EXERCISE DIRECTIONS =>
Give a verbatim repeat of the lines that run from the line containing "Reviewer note: make sure every instance of the large" to the end of the data below.

[START OF DATA LISTING]

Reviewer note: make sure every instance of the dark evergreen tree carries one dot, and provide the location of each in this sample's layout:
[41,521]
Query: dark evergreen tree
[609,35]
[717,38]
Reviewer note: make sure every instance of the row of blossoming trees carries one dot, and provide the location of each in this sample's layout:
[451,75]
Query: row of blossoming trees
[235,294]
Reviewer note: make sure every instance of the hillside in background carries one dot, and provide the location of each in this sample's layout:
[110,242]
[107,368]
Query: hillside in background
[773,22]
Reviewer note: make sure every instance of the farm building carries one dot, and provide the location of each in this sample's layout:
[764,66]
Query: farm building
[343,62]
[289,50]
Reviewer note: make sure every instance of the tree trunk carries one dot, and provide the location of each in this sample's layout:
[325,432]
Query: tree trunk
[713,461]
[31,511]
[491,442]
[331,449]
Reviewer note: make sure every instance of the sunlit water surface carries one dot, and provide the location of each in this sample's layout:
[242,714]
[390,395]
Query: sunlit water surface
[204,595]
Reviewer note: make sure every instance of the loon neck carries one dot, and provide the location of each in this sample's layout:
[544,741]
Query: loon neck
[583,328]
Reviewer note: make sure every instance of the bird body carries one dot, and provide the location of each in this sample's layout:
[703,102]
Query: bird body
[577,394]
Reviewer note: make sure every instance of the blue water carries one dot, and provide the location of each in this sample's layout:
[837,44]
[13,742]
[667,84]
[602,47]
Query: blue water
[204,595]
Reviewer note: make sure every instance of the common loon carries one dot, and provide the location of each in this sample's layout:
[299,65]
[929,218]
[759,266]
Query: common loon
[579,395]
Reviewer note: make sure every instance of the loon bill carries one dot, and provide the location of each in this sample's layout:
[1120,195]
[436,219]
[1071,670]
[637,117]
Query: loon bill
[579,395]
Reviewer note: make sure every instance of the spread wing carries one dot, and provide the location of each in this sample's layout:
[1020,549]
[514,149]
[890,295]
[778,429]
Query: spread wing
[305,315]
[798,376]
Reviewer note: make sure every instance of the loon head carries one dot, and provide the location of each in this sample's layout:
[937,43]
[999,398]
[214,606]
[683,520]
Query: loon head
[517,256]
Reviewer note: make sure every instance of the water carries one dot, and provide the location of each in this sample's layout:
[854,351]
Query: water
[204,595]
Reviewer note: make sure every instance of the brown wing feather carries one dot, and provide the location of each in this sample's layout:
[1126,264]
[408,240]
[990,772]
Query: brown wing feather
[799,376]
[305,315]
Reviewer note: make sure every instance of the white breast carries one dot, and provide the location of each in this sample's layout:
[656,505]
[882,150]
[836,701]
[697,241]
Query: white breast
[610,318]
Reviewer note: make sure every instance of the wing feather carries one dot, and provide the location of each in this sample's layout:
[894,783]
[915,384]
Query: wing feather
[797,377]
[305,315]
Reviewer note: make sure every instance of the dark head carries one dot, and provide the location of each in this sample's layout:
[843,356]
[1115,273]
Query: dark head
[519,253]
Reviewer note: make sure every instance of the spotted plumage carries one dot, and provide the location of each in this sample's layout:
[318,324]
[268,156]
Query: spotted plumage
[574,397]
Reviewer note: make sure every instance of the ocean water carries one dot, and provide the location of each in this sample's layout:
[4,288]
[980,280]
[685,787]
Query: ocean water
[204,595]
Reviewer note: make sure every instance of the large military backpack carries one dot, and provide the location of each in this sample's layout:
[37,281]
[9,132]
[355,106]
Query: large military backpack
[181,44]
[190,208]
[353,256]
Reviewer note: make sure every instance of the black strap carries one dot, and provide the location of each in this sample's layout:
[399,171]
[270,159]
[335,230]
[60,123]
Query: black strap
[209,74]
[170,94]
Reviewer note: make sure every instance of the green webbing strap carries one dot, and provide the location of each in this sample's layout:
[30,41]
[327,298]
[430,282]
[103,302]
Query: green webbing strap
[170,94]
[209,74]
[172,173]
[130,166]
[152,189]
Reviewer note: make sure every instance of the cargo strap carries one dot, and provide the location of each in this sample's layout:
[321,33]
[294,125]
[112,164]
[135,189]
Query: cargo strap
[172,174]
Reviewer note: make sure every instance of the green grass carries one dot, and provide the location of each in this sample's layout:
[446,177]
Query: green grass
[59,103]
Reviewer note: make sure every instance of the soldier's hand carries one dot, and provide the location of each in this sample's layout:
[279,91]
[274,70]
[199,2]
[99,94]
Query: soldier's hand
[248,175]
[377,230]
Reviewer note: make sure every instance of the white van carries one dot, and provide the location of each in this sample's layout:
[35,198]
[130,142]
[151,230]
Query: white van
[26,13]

[END OF DATA LISTING]

RIGHT ANSWER =>
Reviewer note: make sure every instance of the large military backpack carries one dot, and provide the location of each in this sample's layout:
[37,281]
[9,132]
[355,106]
Query: large military backpack
[181,44]
[190,208]
[353,256]
Reviewer note: make sure every instance of the black strap carries one dot, and provide the location of each in this sample's layout:
[399,171]
[270,159]
[335,230]
[60,123]
Query: black strap
[209,74]
[170,94]
Reviewer note: make sure every instance of the green webbing strap carries one dot, and provide the location of each in this sample's layout:
[30,41]
[327,298]
[430,282]
[103,302]
Query: green webbing strap
[170,94]
[209,74]
[172,173]
[130,166]
[152,189]
Reviewer note: make sure every instance of the cargo strap carries one dot, and provide the location of each in this sample's layout:
[321,33]
[294,125]
[112,164]
[135,189]
Query: cargo strap
[172,174]
Reviewer note: make sure every instance of the green grass carries one dot, and provide the location of each in this sample's layout:
[446,177]
Query: green grass
[59,103]
Reviewer note: make sure every instance of the soldier's hand carries one dot, and provide the location of each in this sample's layout:
[279,91]
[274,70]
[199,2]
[99,94]
Query: soldier's hand
[248,175]
[377,230]
Reviewer note: make sure every instance of the white van carries one dot, and provide the location of each in this sample's layout:
[35,198]
[130,142]
[151,230]
Query: white van
[26,13]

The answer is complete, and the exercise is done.